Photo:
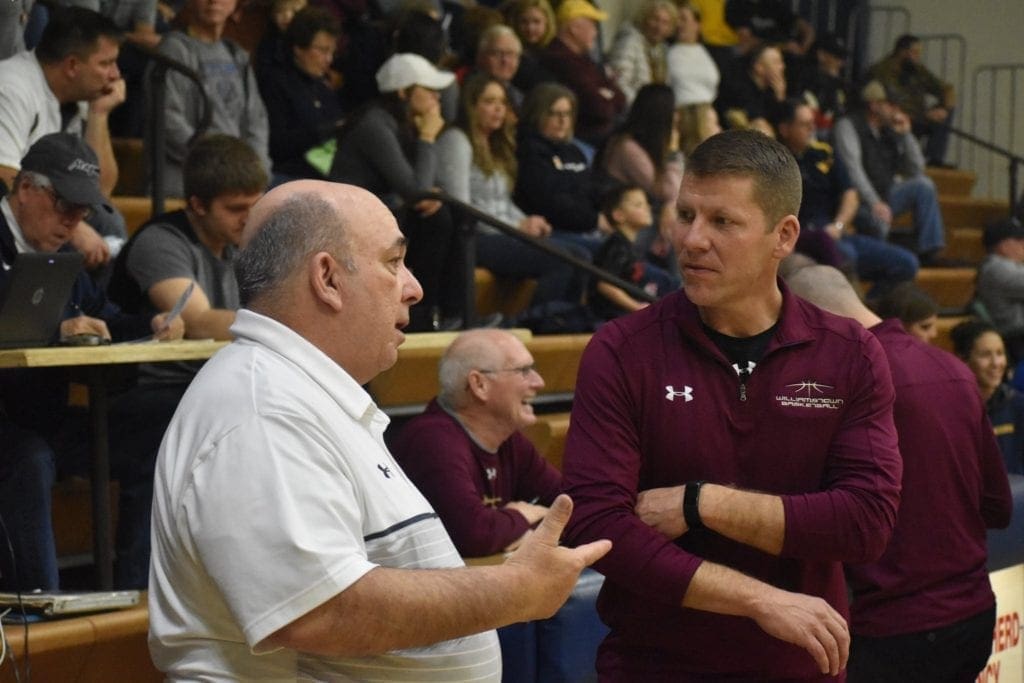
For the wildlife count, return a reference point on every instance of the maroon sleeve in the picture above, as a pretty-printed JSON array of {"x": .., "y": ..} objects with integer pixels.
[
  {"x": 588, "y": 80},
  {"x": 996, "y": 499},
  {"x": 600, "y": 472},
  {"x": 852, "y": 518},
  {"x": 436, "y": 456},
  {"x": 535, "y": 477}
]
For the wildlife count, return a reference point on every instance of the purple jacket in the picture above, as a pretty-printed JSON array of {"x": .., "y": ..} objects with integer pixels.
[
  {"x": 467, "y": 485},
  {"x": 933, "y": 572},
  {"x": 657, "y": 404}
]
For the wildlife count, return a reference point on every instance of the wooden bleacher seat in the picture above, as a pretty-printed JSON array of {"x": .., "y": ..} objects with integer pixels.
[
  {"x": 965, "y": 244},
  {"x": 93, "y": 648},
  {"x": 951, "y": 288},
  {"x": 548, "y": 436},
  {"x": 131, "y": 165},
  {"x": 971, "y": 211},
  {"x": 137, "y": 210},
  {"x": 951, "y": 181},
  {"x": 506, "y": 296},
  {"x": 557, "y": 358}
]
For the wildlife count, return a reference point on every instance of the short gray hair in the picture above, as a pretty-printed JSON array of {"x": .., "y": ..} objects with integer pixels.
[
  {"x": 469, "y": 351},
  {"x": 303, "y": 225}
]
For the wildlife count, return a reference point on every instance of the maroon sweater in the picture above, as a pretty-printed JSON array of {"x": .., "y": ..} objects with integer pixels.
[
  {"x": 657, "y": 404},
  {"x": 600, "y": 100},
  {"x": 954, "y": 485},
  {"x": 467, "y": 485}
]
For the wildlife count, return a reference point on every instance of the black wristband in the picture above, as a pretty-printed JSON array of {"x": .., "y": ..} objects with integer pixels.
[{"x": 691, "y": 509}]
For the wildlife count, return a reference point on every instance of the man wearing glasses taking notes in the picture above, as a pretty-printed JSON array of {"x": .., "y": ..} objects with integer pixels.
[{"x": 57, "y": 182}]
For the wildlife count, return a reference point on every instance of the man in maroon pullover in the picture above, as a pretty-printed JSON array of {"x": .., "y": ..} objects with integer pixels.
[
  {"x": 925, "y": 610},
  {"x": 466, "y": 453},
  {"x": 735, "y": 442}
]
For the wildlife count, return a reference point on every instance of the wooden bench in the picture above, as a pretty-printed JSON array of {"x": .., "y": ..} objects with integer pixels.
[
  {"x": 951, "y": 288},
  {"x": 94, "y": 648},
  {"x": 548, "y": 435},
  {"x": 137, "y": 210}
]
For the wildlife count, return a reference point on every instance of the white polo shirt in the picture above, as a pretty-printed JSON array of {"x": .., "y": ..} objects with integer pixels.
[{"x": 273, "y": 493}]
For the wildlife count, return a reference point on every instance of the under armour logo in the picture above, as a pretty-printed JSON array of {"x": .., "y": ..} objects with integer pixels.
[
  {"x": 671, "y": 393},
  {"x": 744, "y": 371}
]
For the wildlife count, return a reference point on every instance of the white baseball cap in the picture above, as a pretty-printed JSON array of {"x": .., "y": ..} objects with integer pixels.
[{"x": 406, "y": 70}]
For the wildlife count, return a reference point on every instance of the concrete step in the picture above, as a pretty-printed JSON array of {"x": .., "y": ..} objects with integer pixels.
[
  {"x": 951, "y": 288},
  {"x": 952, "y": 181},
  {"x": 971, "y": 211},
  {"x": 965, "y": 243}
]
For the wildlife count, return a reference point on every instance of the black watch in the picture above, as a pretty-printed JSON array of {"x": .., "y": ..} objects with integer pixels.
[{"x": 691, "y": 509}]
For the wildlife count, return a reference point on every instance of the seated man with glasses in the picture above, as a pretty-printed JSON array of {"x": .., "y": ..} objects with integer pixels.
[
  {"x": 51, "y": 194},
  {"x": 466, "y": 454}
]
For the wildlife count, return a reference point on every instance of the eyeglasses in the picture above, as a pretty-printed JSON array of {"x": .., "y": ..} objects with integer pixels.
[
  {"x": 505, "y": 54},
  {"x": 68, "y": 209},
  {"x": 523, "y": 371}
]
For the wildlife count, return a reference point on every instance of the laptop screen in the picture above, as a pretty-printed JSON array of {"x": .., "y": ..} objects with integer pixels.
[{"x": 33, "y": 301}]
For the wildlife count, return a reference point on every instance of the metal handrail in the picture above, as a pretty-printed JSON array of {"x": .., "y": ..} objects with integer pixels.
[
  {"x": 1013, "y": 159},
  {"x": 997, "y": 114},
  {"x": 472, "y": 215},
  {"x": 158, "y": 136}
]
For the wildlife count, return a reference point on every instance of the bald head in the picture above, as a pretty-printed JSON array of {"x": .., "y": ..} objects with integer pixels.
[
  {"x": 827, "y": 288},
  {"x": 473, "y": 349},
  {"x": 294, "y": 221}
]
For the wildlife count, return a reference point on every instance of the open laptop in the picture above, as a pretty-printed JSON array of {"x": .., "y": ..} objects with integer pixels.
[
  {"x": 33, "y": 303},
  {"x": 59, "y": 602}
]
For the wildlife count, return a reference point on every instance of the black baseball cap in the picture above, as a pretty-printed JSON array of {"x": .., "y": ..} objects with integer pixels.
[
  {"x": 834, "y": 45},
  {"x": 71, "y": 165}
]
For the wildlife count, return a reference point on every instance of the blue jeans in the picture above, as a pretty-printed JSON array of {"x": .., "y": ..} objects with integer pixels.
[
  {"x": 27, "y": 475},
  {"x": 880, "y": 262},
  {"x": 138, "y": 419},
  {"x": 556, "y": 280},
  {"x": 918, "y": 195}
]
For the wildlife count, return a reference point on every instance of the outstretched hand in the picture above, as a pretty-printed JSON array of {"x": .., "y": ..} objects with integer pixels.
[
  {"x": 552, "y": 570},
  {"x": 809, "y": 623}
]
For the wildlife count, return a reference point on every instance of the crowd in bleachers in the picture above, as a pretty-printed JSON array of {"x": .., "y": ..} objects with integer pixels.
[
  {"x": 308, "y": 89},
  {"x": 508, "y": 107}
]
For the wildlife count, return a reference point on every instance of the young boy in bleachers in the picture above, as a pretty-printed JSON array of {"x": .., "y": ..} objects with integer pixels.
[{"x": 628, "y": 212}]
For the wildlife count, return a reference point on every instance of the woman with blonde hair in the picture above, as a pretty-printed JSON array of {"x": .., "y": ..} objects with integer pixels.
[
  {"x": 477, "y": 165},
  {"x": 638, "y": 55},
  {"x": 534, "y": 22}
]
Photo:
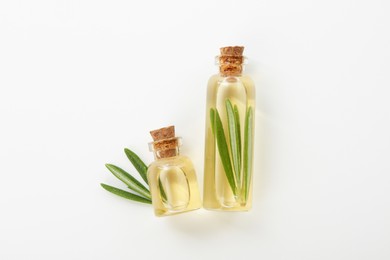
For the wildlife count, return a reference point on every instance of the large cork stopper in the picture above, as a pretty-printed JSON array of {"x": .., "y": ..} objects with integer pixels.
[
  {"x": 165, "y": 142},
  {"x": 231, "y": 60}
]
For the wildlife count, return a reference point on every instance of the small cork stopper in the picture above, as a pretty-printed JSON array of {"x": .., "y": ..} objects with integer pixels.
[
  {"x": 164, "y": 141},
  {"x": 232, "y": 51},
  {"x": 163, "y": 133},
  {"x": 231, "y": 60}
]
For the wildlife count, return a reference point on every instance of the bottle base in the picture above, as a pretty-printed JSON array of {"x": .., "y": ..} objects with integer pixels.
[{"x": 164, "y": 213}]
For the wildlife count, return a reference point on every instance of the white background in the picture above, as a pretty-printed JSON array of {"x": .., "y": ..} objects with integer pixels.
[{"x": 81, "y": 80}]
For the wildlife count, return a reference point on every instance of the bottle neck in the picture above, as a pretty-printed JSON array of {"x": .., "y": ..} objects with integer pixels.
[
  {"x": 165, "y": 148},
  {"x": 230, "y": 65},
  {"x": 160, "y": 154}
]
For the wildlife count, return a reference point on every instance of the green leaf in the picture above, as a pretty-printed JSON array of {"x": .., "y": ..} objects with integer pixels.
[
  {"x": 138, "y": 164},
  {"x": 212, "y": 119},
  {"x": 224, "y": 151},
  {"x": 125, "y": 194},
  {"x": 234, "y": 139},
  {"x": 162, "y": 191},
  {"x": 238, "y": 127},
  {"x": 129, "y": 180},
  {"x": 248, "y": 149}
]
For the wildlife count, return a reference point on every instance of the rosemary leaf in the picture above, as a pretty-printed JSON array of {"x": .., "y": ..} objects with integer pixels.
[
  {"x": 212, "y": 119},
  {"x": 125, "y": 194},
  {"x": 162, "y": 191},
  {"x": 238, "y": 127},
  {"x": 234, "y": 139},
  {"x": 138, "y": 164},
  {"x": 248, "y": 147},
  {"x": 129, "y": 180},
  {"x": 224, "y": 152}
]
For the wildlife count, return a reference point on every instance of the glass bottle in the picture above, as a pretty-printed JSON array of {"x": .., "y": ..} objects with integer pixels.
[
  {"x": 230, "y": 113},
  {"x": 171, "y": 176}
]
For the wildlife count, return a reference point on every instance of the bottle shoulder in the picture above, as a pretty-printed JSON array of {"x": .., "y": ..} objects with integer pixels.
[{"x": 176, "y": 161}]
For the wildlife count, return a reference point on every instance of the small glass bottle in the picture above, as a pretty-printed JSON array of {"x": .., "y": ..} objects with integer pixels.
[
  {"x": 171, "y": 176},
  {"x": 230, "y": 110}
]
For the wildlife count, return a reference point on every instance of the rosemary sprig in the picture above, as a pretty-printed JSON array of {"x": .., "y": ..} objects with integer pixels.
[
  {"x": 143, "y": 193},
  {"x": 248, "y": 147},
  {"x": 224, "y": 151},
  {"x": 129, "y": 180},
  {"x": 234, "y": 138},
  {"x": 236, "y": 163}
]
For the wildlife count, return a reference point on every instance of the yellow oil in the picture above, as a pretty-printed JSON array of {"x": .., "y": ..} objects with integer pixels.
[
  {"x": 173, "y": 186},
  {"x": 218, "y": 194}
]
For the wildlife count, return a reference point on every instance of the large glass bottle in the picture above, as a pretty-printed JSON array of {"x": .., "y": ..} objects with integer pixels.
[
  {"x": 230, "y": 114},
  {"x": 171, "y": 176}
]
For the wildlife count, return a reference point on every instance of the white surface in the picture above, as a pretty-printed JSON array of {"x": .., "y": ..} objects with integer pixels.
[{"x": 81, "y": 80}]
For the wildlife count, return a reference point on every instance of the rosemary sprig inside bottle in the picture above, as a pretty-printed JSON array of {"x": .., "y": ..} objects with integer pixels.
[{"x": 142, "y": 193}]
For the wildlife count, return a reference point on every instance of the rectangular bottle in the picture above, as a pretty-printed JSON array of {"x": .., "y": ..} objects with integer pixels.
[{"x": 230, "y": 113}]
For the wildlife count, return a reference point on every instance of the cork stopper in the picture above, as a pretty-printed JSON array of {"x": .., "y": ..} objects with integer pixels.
[
  {"x": 231, "y": 60},
  {"x": 165, "y": 142}
]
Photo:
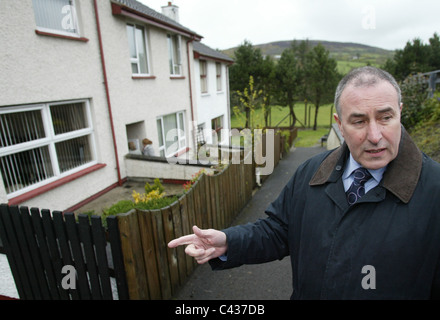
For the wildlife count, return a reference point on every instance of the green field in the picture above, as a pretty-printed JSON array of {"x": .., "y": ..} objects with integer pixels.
[{"x": 306, "y": 136}]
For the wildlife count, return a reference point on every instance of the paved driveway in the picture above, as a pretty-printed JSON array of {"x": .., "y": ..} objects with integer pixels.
[{"x": 268, "y": 281}]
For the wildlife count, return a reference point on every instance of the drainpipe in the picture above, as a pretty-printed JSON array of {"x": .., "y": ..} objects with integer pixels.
[
  {"x": 190, "y": 92},
  {"x": 107, "y": 92}
]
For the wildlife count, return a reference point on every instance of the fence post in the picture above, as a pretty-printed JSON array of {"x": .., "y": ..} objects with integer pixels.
[{"x": 132, "y": 253}]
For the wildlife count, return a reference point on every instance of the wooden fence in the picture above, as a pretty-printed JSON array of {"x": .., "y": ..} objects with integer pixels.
[
  {"x": 39, "y": 245},
  {"x": 133, "y": 249},
  {"x": 153, "y": 271}
]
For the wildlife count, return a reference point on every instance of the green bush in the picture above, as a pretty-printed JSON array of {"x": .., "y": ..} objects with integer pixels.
[
  {"x": 156, "y": 186},
  {"x": 414, "y": 93}
]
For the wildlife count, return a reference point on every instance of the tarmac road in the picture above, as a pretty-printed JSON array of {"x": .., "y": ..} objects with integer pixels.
[{"x": 268, "y": 281}]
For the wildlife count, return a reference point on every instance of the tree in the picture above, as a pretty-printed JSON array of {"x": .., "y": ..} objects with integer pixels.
[
  {"x": 323, "y": 78},
  {"x": 416, "y": 57},
  {"x": 288, "y": 81},
  {"x": 412, "y": 59},
  {"x": 250, "y": 99},
  {"x": 434, "y": 54},
  {"x": 247, "y": 62},
  {"x": 268, "y": 85}
]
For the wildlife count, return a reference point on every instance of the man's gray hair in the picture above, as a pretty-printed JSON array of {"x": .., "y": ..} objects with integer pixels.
[{"x": 365, "y": 77}]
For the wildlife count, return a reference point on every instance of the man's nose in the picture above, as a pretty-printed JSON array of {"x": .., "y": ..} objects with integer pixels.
[{"x": 374, "y": 132}]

************

▶ _TRY IT_
Lines before the one containing "of the fence" stay out; reproduce that line and all the lines after it, through the end of the listing, exactly.

▶ _EXERCISE OUTPUT_
For the wildlife count, return a reference point on every instance of the fence post in the picture above, as a pretty-printed JSON array of {"x": .., "y": ..} objects with integer pixels.
[{"x": 132, "y": 253}]
For the wildlife count, return a reference point on every instance of the wooden fence in the picture above, as a pretty-printed JSON array of {"x": .., "y": ..} objects with integer pixels.
[
  {"x": 39, "y": 245},
  {"x": 133, "y": 249},
  {"x": 153, "y": 271}
]
For the wildlife count, return a reference point on every instance of the green bush in the picture above, as a pretty-printed JSON array of {"x": .., "y": ..} objects with integer pixels.
[
  {"x": 156, "y": 186},
  {"x": 414, "y": 93}
]
For the wildlife count, return a reference point on every instance of the tarmac road in the picture above, as a pretty-printed JSON array of {"x": .., "y": ..} objects with integer pixels.
[{"x": 268, "y": 281}]
For the wildlife count, return a reference point on every instance of the tree in the picture above, as a pretty-printed JSON array of {"x": .., "y": ..} objects with integer pixels.
[
  {"x": 323, "y": 78},
  {"x": 416, "y": 57},
  {"x": 288, "y": 81},
  {"x": 412, "y": 59},
  {"x": 250, "y": 99},
  {"x": 434, "y": 54},
  {"x": 247, "y": 62},
  {"x": 268, "y": 85}
]
For the wildlife count, return a reference point on every instance of the man's gray hair in the picture above, as a pretty-printed JSON array of {"x": .., "y": ..} objects with integer pixels.
[{"x": 365, "y": 77}]
For the wildlife count, return a reference point on every instance of the man's nose in the picture above, as a pretty-printed JSON array of {"x": .., "y": ..} objects with integer pixels.
[{"x": 374, "y": 132}]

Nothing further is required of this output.